Exercise prompt
The expected response is the full set of records, unchanged.

─── Provided records ───

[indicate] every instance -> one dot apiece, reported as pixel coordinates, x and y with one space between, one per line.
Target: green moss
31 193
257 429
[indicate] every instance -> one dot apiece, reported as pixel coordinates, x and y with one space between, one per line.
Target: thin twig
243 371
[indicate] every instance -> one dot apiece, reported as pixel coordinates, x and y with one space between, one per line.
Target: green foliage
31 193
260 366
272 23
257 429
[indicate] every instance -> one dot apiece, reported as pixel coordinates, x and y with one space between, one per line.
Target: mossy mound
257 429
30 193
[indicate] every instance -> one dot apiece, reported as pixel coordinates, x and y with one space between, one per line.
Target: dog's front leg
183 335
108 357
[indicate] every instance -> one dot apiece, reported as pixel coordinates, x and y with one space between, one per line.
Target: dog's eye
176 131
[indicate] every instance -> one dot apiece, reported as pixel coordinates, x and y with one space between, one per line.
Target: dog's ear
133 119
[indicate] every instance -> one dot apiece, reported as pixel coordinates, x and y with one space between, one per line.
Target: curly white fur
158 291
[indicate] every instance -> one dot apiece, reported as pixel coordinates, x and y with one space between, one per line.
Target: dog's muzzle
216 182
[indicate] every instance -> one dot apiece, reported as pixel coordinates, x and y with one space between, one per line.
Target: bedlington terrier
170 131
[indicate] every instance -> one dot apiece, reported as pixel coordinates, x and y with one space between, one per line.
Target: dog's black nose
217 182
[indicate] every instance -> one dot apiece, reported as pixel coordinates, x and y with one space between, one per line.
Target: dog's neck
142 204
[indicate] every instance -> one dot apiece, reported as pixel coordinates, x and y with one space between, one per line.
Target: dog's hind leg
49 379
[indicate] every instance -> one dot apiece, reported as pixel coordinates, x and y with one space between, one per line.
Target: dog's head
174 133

───

Answer space
[indicate] every instance -> one dot apiece, reported as pixel coordinates, x and y with one space between, one per line.
Target: green moss
31 193
257 429
[indicate] every instance -> one dot apiece, reported as pixel coordinates, x and y with one space between, one per line.
Target: thin twig
243 371
[indicate] every instance -> one dot apiece, reported as pixel coordinates, x and y with one space between, one per line.
Target: green foliage
31 193
260 366
272 23
257 429
[indicate] every instance -> one dot apiece, reported as pixel coordinates, x and y with one space between, one per line.
Target: mossy mound
257 429
30 193
[indicate] every instance -> one dot apiece, reported as pixel coordinates, x and y with one space between, one per line.
Target: dog's front leg
183 335
108 357
[indicate] every instance -> one dot apiece, reported as pixel coordinates, x and y with one space between, one per line.
Target: dog's eye
176 131
[indicate] every instance -> one dot apiece, reported as pixel coordinates, x and y with one space between, one per line.
Target: dog's ear
133 119
[indicate] every instance -> one dot apiece, reported as pixel coordinates, x and y with one space between, one per line.
Target: curly white fur
158 291
[indicate] every instance -> one dot apiece, reported as pixel coordinates, x and y with one space between, one per line.
Target: dog's muzzle
216 182
[indicate] every instance -> one dot apiece, reported as pixel coordinates, x and y with one space between, one per line.
Target: bedlington terrier
170 131
[indicate] every instance -> one dot apiece, reported as pixel coordinates, x and y with one space between, one per line.
Target: dog's black nose
217 182
[indicate] every instance -> one dot apiece, reported as pixel coordinates, x and y with one space between, one per line.
Target: dog's neck
142 204
[indicate] every instance -> one dot apiece, reported as pixel coordinates, x and y with one space between, one per line.
Target: dog's hind leg
49 379
[indicate] every instance -> one dot apiece, reported as pixel coordinates, x and y with one space between, one per line.
Target: dog's head
174 133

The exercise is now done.